- [WHAT YOU NEED TO DO] Rewrite the lines from the one containing "trace --target concrete" up to and including the one containing "394], [629, 463]]" as a Markdown table with the columns No. and Line. Number each line and leave out any blank lines.

[Image outline annotation rows]
● ● ● ● ● ● ●

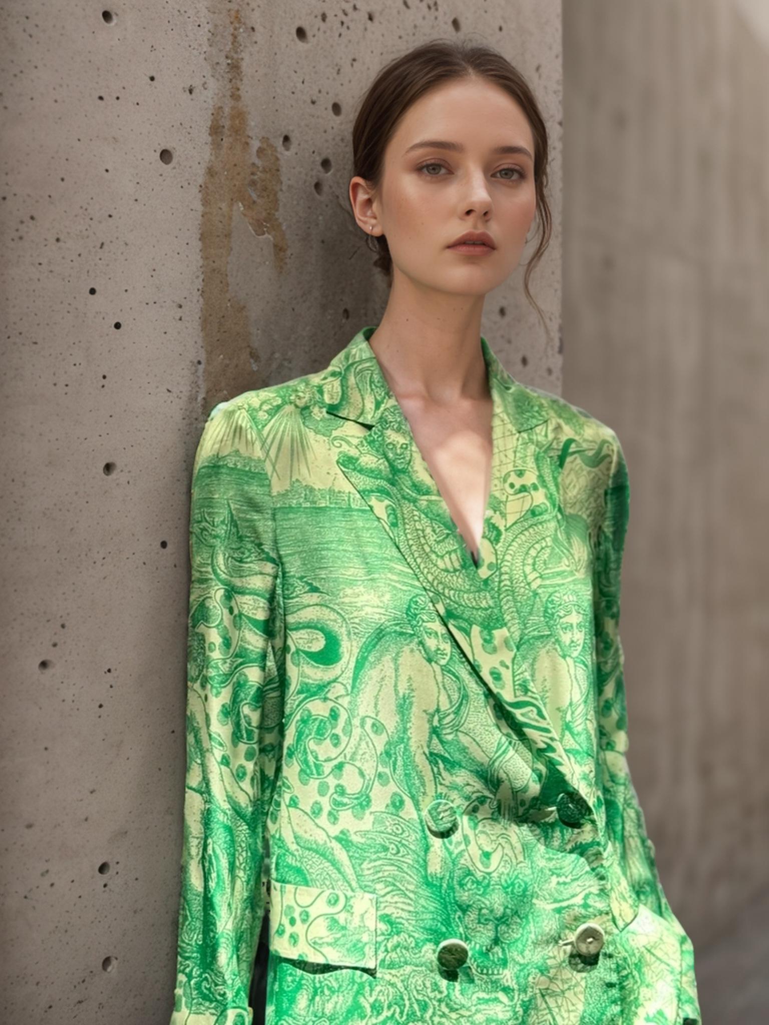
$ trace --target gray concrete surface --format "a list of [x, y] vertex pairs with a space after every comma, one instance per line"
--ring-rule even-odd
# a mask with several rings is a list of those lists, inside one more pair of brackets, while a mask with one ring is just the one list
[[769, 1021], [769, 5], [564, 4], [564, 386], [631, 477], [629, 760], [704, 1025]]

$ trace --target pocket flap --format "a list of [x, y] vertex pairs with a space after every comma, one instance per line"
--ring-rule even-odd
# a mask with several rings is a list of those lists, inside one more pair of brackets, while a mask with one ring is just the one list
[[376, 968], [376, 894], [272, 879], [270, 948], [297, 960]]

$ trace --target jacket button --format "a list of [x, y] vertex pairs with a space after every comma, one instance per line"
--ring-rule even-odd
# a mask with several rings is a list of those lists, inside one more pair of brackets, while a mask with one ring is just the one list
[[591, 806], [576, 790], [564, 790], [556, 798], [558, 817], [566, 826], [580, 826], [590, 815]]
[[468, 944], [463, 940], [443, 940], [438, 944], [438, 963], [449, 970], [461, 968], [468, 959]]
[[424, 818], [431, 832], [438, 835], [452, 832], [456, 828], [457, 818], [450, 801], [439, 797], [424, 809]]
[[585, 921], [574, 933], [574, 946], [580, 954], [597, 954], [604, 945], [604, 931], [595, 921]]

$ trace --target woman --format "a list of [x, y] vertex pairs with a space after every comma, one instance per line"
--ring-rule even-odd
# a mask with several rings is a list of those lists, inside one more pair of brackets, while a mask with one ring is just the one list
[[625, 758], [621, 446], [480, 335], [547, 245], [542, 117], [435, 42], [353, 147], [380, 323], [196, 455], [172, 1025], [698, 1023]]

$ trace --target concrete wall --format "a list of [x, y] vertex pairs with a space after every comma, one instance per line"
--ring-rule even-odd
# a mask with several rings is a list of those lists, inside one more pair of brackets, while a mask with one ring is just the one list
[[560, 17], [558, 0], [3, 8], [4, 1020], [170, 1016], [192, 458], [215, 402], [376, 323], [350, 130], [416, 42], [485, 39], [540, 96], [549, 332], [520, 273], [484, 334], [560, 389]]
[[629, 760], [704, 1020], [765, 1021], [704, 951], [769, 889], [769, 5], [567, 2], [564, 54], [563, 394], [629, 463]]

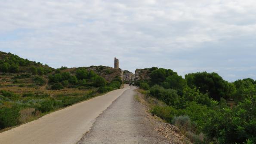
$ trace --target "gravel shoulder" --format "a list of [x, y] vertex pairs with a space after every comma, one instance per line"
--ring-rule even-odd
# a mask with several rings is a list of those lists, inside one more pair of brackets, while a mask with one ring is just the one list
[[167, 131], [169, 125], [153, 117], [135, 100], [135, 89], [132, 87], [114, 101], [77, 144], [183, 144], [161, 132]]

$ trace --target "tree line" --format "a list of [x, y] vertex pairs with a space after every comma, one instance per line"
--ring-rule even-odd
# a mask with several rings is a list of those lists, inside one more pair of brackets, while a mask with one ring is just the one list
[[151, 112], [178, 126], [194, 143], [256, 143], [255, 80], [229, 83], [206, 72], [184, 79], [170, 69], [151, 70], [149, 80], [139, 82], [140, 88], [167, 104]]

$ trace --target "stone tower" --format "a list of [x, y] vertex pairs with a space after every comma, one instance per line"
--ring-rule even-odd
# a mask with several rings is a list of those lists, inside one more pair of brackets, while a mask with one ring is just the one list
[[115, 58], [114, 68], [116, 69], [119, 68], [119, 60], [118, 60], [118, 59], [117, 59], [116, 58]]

● ● ● ● ● ● ●

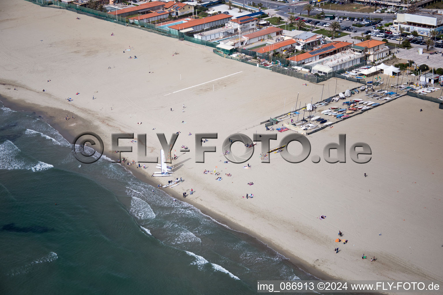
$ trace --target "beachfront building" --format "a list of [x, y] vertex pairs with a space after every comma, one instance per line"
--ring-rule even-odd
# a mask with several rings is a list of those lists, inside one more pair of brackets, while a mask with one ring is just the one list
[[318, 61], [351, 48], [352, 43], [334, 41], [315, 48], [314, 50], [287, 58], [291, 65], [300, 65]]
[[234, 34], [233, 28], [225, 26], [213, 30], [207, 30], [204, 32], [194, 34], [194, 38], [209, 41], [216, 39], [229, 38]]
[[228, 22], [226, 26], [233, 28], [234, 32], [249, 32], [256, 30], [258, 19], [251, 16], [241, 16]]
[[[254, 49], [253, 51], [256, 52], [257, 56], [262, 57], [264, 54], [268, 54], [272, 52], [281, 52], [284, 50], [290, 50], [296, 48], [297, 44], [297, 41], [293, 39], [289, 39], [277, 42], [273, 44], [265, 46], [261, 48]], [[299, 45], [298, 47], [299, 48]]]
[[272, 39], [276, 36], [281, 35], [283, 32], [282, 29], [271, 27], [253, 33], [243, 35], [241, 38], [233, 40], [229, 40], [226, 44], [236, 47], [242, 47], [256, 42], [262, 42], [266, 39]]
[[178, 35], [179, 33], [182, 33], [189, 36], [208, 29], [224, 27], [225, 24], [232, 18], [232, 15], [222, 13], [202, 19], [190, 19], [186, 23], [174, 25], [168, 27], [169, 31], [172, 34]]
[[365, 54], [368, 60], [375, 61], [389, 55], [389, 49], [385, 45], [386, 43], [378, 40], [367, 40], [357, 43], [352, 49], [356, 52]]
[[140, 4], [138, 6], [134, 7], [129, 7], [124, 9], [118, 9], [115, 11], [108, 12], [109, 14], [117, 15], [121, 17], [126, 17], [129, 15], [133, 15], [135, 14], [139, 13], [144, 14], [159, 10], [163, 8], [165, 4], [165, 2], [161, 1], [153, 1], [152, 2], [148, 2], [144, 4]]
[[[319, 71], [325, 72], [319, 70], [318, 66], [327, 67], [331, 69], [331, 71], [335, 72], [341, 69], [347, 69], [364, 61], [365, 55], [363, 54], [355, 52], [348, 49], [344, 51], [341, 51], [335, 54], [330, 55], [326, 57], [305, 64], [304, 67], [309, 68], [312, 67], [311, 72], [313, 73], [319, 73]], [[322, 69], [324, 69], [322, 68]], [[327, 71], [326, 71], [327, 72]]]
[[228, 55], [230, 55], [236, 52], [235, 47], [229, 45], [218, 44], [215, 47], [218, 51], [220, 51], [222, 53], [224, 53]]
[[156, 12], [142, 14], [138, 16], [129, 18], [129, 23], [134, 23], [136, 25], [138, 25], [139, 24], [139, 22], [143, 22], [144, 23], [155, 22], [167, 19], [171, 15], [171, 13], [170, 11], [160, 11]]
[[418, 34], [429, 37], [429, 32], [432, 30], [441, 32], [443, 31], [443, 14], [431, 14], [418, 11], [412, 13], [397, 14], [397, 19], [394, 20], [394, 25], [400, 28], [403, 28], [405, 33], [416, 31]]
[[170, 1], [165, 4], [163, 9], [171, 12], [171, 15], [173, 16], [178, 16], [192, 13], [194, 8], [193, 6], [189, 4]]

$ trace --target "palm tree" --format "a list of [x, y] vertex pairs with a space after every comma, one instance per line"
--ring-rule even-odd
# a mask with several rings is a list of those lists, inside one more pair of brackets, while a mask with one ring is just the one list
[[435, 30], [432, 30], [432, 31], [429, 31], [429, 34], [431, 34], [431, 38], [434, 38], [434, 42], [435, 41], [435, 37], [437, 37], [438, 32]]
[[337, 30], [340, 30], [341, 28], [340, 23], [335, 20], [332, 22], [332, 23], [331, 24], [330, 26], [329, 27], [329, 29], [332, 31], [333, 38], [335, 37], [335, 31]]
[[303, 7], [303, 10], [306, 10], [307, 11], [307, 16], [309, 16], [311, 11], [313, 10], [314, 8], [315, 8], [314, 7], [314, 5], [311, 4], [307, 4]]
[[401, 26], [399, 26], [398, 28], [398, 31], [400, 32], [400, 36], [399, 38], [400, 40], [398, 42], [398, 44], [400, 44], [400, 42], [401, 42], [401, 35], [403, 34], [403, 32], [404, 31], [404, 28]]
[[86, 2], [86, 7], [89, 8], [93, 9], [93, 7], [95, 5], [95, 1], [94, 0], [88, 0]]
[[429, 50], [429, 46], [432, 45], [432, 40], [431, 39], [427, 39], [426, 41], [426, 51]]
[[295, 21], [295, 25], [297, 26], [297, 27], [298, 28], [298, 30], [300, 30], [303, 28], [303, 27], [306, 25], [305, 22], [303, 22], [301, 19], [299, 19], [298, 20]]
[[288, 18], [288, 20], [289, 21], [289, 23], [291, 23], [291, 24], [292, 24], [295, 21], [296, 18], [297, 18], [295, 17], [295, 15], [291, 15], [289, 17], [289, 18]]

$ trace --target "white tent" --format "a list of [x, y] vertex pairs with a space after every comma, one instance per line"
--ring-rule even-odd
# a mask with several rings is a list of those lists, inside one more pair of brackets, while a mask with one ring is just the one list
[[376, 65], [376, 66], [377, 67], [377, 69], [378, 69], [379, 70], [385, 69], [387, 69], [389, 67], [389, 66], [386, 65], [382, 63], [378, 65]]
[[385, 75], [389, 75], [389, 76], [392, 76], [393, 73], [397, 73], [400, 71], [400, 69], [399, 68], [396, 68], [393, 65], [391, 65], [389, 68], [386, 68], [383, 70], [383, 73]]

● ● ● ● ● ● ●

- [SOLUTION TO THIS PROBLEM]
| No. | Line |
|---|---|
| 1 | $ trace --target concrete wall --format "a list of [x, y] vertex pairs with a space after every comma, one instance per line" |
| 2 | --ring-rule even-odd |
| 3 | # a mask with several rings is a list of those lists, inside one more pair of brackets, while a mask with one ring is just the one list |
| 4 | [[560, 17], [558, 0], [3, 8], [4, 1020], [170, 1016], [192, 458], [215, 402], [376, 323], [350, 130], [416, 42], [485, 39], [540, 96], [549, 332], [520, 273], [484, 334], [560, 389]] |
| 5 | [[629, 760], [704, 1020], [765, 1021], [704, 951], [769, 889], [769, 5], [567, 2], [564, 54], [563, 394], [629, 463]] |